EXTRACTED ENTRIES =>
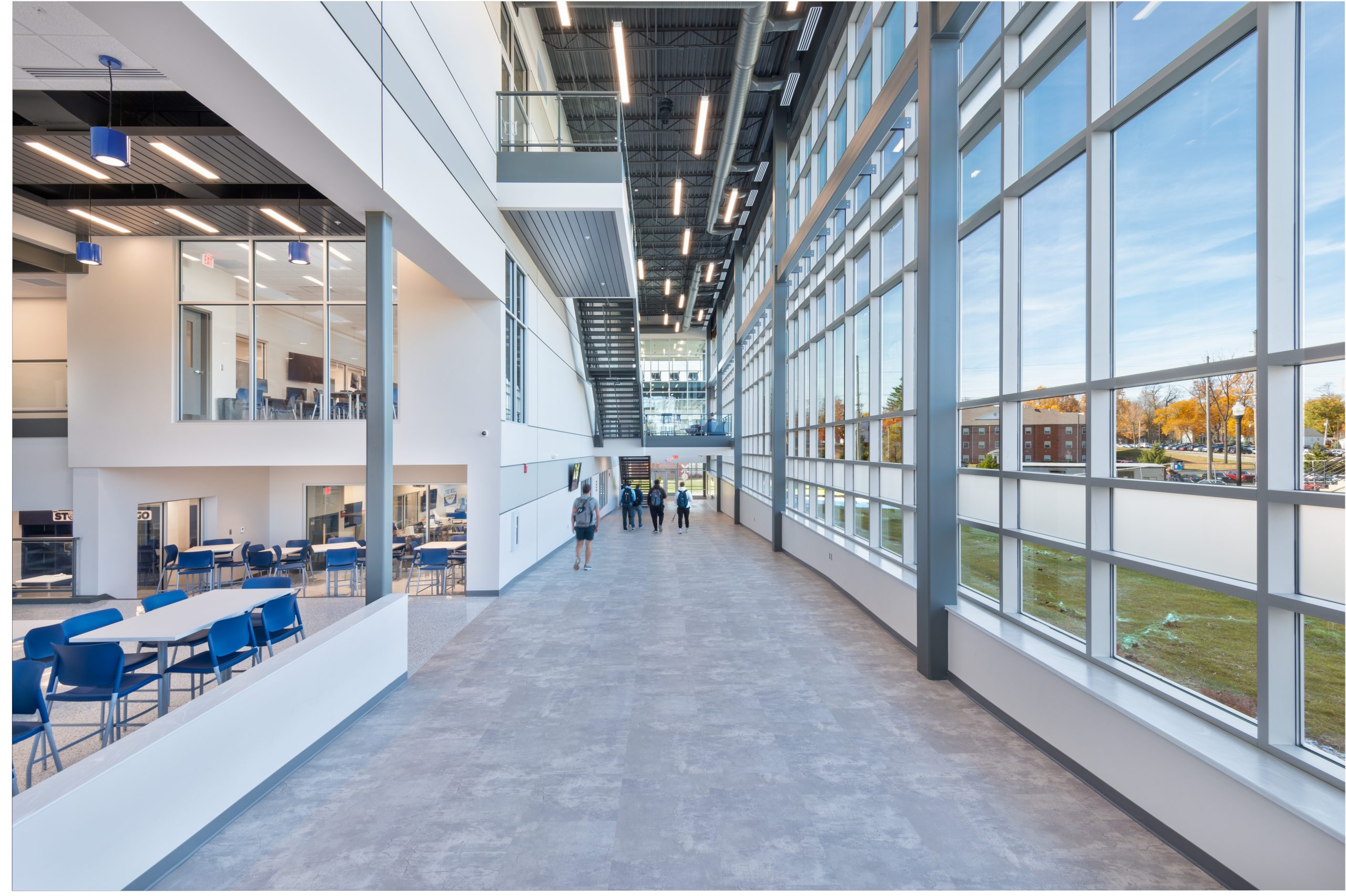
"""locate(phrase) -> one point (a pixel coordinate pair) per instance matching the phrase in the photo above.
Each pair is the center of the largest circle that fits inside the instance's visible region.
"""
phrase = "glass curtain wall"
(1150, 345)
(266, 339)
(1170, 409)
(849, 454)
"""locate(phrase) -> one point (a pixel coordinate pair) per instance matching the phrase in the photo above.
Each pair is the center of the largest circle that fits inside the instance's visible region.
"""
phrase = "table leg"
(164, 677)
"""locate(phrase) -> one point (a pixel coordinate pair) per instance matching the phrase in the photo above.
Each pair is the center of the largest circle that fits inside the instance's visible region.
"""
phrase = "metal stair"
(637, 471)
(611, 359)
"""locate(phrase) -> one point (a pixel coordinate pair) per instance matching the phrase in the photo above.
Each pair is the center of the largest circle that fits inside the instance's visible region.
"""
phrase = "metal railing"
(720, 426)
(559, 121)
(45, 567)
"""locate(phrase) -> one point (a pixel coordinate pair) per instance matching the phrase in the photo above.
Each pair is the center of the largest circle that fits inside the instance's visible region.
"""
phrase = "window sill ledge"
(1297, 791)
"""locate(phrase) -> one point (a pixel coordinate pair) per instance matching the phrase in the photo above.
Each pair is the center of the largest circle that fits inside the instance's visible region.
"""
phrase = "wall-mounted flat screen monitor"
(304, 368)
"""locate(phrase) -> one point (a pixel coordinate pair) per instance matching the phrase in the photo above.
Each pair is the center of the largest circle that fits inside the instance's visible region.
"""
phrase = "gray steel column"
(379, 424)
(937, 341)
(739, 256)
(780, 299)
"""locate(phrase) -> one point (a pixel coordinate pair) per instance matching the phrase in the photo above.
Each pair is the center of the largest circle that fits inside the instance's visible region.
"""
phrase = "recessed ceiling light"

TASK STATEMENT => Retype all of the data above line for line, without any changes, and leave the pictures out of your answer.

RESPONSE TO THIS TASK =>
"""locate(phrase) -> one point (a pixel coordinate pair) per instance matching the phrase in the photo above.
Each pair is the center of the largest circle that fits inside the instance's visible region.
"""
phrase = "glass curtain wall"
(1150, 345)
(266, 339)
(1170, 409)
(849, 454)
"""locate(phrase) -> one point (a pixel coordinate pair) per instance matching the phrase in the photo above.
Each pair is the center of the largest circle that fits inside the instance's visible region.
"""
phrase = "table leg"
(164, 677)
"""locate(phrase) -> one point (a pixel coordinate pair) per instance matching the phrase in the photo above.
Each pair is the center of the largest circle that fits inside the instance's visible region.
"""
phrase = "metal stair"
(637, 471)
(611, 359)
"""locate(phrase) -> one point (a pixel coordinate pair) per instance matching the phrase in the photo above.
Each pair is the center of the largest circle that fits inside the instance's visible region.
"""
phrase = "metal railing"
(720, 426)
(559, 121)
(45, 567)
"""locate(phrase) -> one point (a pixel coordinate pair) per instance matching the phrase in the photo above.
Each pair is the center of the largest circle that fits inside the instance's visible region.
"""
phrase = "window sill ledge"
(1297, 791)
"""locate(phrase) -> one point (a pixel coordinate pair) per instance matching the phrase in the photo above.
Each pair is the center of the largest circle that fits inside the instance's visible region.
"""
phrase = "wall-mounted flat screen monitor"
(304, 368)
"""locate(phrase) -> one point (a pixel coordinate pair) per instance matching the phrase in the photo above.
Each pair is the center of the largest circle that fits inside the instance's visible region.
"""
phrase = "gray steel column"
(379, 424)
(937, 341)
(739, 256)
(780, 299)
"""locate(phrase) -> one point (a pixel coordinate pair) per instance matching the phrase in the photo above.
Each pair is the center of the largest circle that fits inside the instance's visible region.
"""
phrase = "recessed ceiling light"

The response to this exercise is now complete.